_EXERCISE INSTRUCTIONS_
1/ In the Aelia treaty passage, in what year was the treaty executed?
2/ Reproduce the stretch of the Aelia treaty passage from "They should not" through "and the believers.".
3/ Carry on the Aelia treaty passage from its last sentence.

_PAGE EXCERPT_
§ §

They should not be coerced to abandon their faith and no one of them may be harmed. No Jews are permitted to live with them in Aelia. Upon the people of Aelia falls the obligation to pay the jizya, as is the case with the people of Mada’in, as well as evict from their midst the Byzantine. Whoever of these who leaves Aelia will be granted security of person and property until he reaches his destination. Whoever decides to stay in Aelia will also be granted same, and share with the people of Aelia in their rights and the jizya. The same applies to the people of Aelia as well as to any other person. Those who would like to march with the Byzantines may go and those who would like to return to their people will not be bound to pay anything until they reap their harvest.
Allah attests to the content of this treaty, and so do His Prophet, his successors and the believers.
This is witnessed by Khalid Ibn Al-Walid, ‘Amr Ibn Al-‘Aas, Abdul-Rahman Ibn ‘Awf and Mu’awiyah Ibn Abi Sufyan. Executed in the year 15 Hijri.”20
‘Umar wrote a similar treaty to the people of Al-Lid.21
When Khalid Ibn Al-Walid conquered Damascus, he wrote a similar treaty to its people.

§ §

_GIVEN DATA_
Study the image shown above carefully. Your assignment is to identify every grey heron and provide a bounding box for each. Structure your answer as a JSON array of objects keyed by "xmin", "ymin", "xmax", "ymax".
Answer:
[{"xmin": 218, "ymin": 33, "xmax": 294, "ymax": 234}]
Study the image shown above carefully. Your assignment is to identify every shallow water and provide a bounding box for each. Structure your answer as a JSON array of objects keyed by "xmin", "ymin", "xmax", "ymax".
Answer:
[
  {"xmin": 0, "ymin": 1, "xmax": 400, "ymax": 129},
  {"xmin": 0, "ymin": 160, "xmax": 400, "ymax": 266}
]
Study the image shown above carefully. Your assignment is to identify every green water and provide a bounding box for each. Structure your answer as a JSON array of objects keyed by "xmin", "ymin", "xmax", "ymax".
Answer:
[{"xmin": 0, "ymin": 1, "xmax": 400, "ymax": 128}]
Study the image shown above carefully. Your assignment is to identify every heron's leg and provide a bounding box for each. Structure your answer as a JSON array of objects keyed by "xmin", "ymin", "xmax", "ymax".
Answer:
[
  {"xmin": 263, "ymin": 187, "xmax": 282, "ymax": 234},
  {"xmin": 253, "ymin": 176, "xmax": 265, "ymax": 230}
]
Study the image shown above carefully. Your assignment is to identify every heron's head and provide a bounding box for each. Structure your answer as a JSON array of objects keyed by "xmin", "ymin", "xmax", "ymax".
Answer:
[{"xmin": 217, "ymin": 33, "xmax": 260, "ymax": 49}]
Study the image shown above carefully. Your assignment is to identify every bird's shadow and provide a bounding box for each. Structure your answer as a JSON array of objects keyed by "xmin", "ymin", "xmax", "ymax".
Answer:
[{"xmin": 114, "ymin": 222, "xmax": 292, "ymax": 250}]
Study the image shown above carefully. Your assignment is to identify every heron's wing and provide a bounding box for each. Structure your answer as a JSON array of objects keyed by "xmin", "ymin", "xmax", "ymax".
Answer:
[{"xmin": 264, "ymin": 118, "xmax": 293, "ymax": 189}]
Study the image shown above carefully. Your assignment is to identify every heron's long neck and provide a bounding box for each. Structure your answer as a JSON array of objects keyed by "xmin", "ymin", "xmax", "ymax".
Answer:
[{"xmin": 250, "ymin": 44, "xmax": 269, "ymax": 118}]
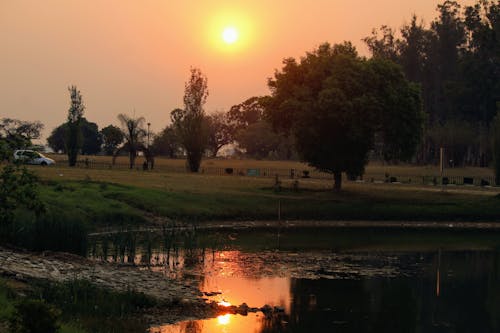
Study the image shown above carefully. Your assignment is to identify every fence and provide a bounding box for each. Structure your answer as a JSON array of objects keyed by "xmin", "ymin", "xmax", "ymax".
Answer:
[{"xmin": 58, "ymin": 159, "xmax": 496, "ymax": 186}]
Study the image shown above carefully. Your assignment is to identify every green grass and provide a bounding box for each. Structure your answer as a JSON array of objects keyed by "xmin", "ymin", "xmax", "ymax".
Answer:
[
  {"xmin": 21, "ymin": 160, "xmax": 500, "ymax": 230},
  {"xmin": 30, "ymin": 176, "xmax": 500, "ymax": 229},
  {"xmin": 0, "ymin": 278, "xmax": 156, "ymax": 333},
  {"xmin": 59, "ymin": 324, "xmax": 87, "ymax": 333},
  {"xmin": 0, "ymin": 279, "xmax": 14, "ymax": 323}
]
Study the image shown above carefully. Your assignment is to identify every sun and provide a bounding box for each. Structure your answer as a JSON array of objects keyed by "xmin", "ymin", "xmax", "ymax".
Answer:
[{"xmin": 222, "ymin": 27, "xmax": 239, "ymax": 44}]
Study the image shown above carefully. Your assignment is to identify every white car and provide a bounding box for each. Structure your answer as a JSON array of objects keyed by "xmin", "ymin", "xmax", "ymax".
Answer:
[{"xmin": 14, "ymin": 149, "xmax": 56, "ymax": 165}]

§ §

_EXERCISE RESPONSES_
1/ The treaty was executed in the year 15 Hijri.

2/
They should not be coerced to abandon their faith and no one of them may be harmed. No Jews are permitted to live with them in Aelia. Upon the people of Aelia falls the obligation to pay the jizya, as is the case with the people of Mada’in, as well as evict from their midst the Byzantine. Whoever of these who leaves Aelia will be granted security of person and property until he reaches his destination. Whoever decides to stay in Aelia will also be granted same, and share with the people of Aelia in their rights and the jizya. The same applies to the people of Aelia as well as to any other person. Those who would like to march with the Byzantines may go and those who would like to return to their people will not be bound to pay anything until they reap their harvest.
Allah attests to the content of this treaty, and so do His Prophet, his successors and the believers.

3/
“In the Name of Allah, the Most Compassionate and Most Gracious. This is the covenant granted by Khalid Ibn Al-Walid to the people of Damascus if he enters it. They will be secure regarding their lives, property and churches. The fence of the city may not be demolished and no house owned by them may be dispossessed or inhibited. This is the covenant of Allah and the dhimma of His Messenger, peace and blessings be upon him, the Caliphs and the believers. They are to be well-treated conditional upon their payment of jizya.”22
‘Abada Ibn Al-Samit records these civilized features of jizya in Islam when depicting the Islamic stance vis-a-vis Al-Muqawqas, the king of the Copts:
“Either to embrace Islam…if you and your companions accept this, you’ll have attained the happiness of both this life and the after-life and we will not fight you and will never injure you or aggress you. However if you refuse, you have to pay jizya. Pay us the jizya and we will agree on a sum satisfactory to both of us to be collected every year so long as we and you remain. Thus we will defend you and fight your enemies or those who violate your lands, lives and property and we will undertake this duty so long as you are in our dhimma and so long as a covenant is binding on us towards you…”23
Again it is noticeable that the Muslim sacrifices his life to protect the people of jizya and their property “We will defend you?”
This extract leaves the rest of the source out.